* Text extract *
---

What you and other posters have mentioned about port control (the port filtering control panel, ipsec rules, application level firewalls, ACLs on transport devices), plus the "Routing and Remote Access" service in server versions, cover everything I can think of. This is a white paper on TCP implementation notes and parameters you might find interesting.
Also, the object manager namespace can be browsed with winobj or winobjex.
Actually, the IO system has always been able to cancel IO operations, including by terminating the thread owning the operation. However, IO can only be canceled when the drivers owning the operation allow it to be, and Vista got rid of many of the places IO could block but couldn't be canceled in the standard drivers. MUP (which does UNC network host lookups) in particular.
I had the same idea about reaching the ACLs of objects without a convenient interface to them, so I wrote SD Edit. It even uses native functions when possible and supports case sensitivity. The ACLs on \Device\Tcp can be edited via sdedit t file tc ntapi n \Device\Tcp
One nitpick: while open sockets are indeed file objects, and starting with Server 2003 SP1 the endpoint drivers do support ACLs on open sockets, unopened sockets (i.e. the port numbers themselves) are not objects, and do not have ACLs. There are firewalls that can control access to socket operations on a per process basis, but they're implemented as special TDI filters with special rules, usually not standard ACLs.

---

* Stored data *
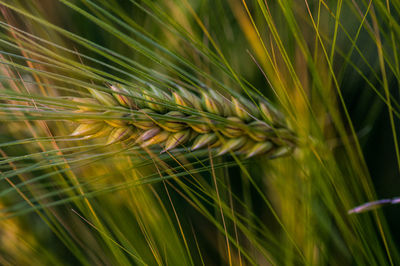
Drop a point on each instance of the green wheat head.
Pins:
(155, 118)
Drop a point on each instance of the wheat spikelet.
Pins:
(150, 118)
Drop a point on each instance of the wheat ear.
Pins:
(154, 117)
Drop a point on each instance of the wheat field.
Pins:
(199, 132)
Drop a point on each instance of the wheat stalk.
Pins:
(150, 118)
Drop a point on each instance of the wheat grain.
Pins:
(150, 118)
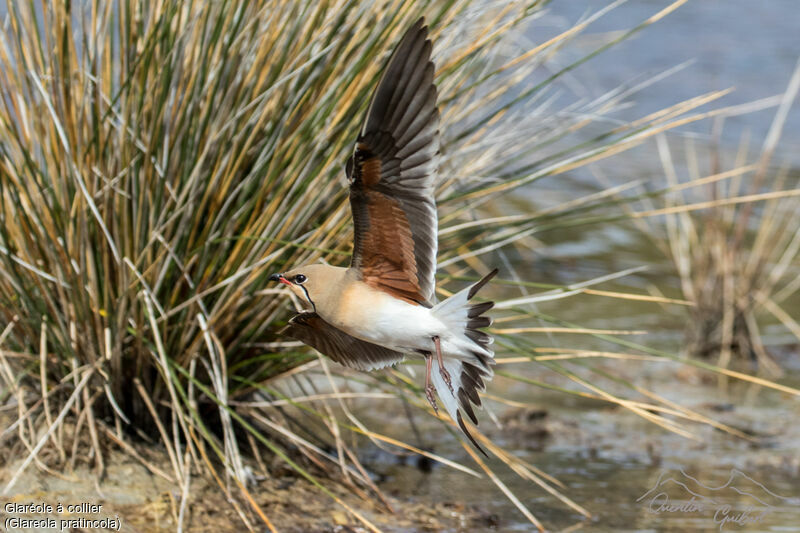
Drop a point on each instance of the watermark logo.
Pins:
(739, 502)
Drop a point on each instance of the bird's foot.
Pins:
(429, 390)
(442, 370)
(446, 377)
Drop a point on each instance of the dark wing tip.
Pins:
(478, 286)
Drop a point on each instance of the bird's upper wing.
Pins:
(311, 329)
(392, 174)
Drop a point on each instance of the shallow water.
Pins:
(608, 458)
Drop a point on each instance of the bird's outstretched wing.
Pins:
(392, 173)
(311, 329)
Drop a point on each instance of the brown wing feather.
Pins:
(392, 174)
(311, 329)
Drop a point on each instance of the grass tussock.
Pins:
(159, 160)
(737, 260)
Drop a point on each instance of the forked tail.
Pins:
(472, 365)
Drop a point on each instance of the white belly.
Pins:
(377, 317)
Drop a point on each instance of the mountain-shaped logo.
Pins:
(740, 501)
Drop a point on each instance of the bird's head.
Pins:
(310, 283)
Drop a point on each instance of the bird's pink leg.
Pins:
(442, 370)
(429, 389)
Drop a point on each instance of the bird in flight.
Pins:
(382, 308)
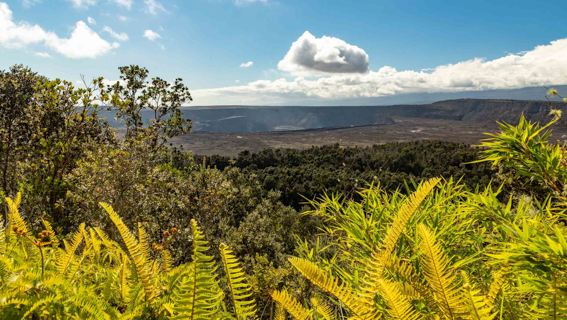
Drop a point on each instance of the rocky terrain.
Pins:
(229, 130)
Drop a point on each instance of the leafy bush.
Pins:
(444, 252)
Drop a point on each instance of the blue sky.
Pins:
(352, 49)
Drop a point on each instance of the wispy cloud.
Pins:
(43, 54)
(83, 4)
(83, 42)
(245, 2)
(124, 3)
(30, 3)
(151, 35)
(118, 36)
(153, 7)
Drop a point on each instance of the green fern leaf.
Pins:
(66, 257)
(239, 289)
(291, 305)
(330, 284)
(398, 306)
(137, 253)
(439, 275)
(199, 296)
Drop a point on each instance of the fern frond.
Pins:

---

* Set tasks *
a) Can you rewrite the paragraph in the Windows networking text that begins "One nitpick" as a short list that keeps its main facts?
b) Can you carry on the Windows networking text from the point where it stops?

* Answers for the exercise *
a)
- Open sockets are file objects.
- From Server 2003 SP1 on, the endpoint drivers support ACLs on open sockets.
- Unopened sockets (the port numbers themselves) are not objects and have no ACLs.
- Some firewalls can control access to socket operations per process.
- Those firewalls are usually built as special TDI filters with their own rules, not standard ACLs.

b)
I've spent some time implementing a security descriptor editor designed to expose ALL objects with NT ACLs, and if there was an program interface to apply ACLs to port numbers, I would jump at the chance to make it available.
The endpoint devices themselves, e.g. \Device\Tcp, DO have ACLs which are checked before allowing socket ops (at least in 2003 SP2). There is no standard interface to them, AFAIK. SD Edit can edit them with sdedit t file tc ntapi n \Device\Tcp or with Udp or Ip or Nwlink. The only thing you can really do is deny all network access on a transport, but that can still be quite useful. Execute + synchronize access is sufficient to open/create sockets. Read/write access allows reconfiguration of the transport.
The NT kernel provides a lot of facilities that are very useful for writing secure code. I often wonder if the application developers at Microsoft ever noticed that they weren't writing code on top of DOS anymore...
Ugh. I'm hearing you there. The momentum of DOS and Win95 single-user, no security software design is still a plague on Windows software.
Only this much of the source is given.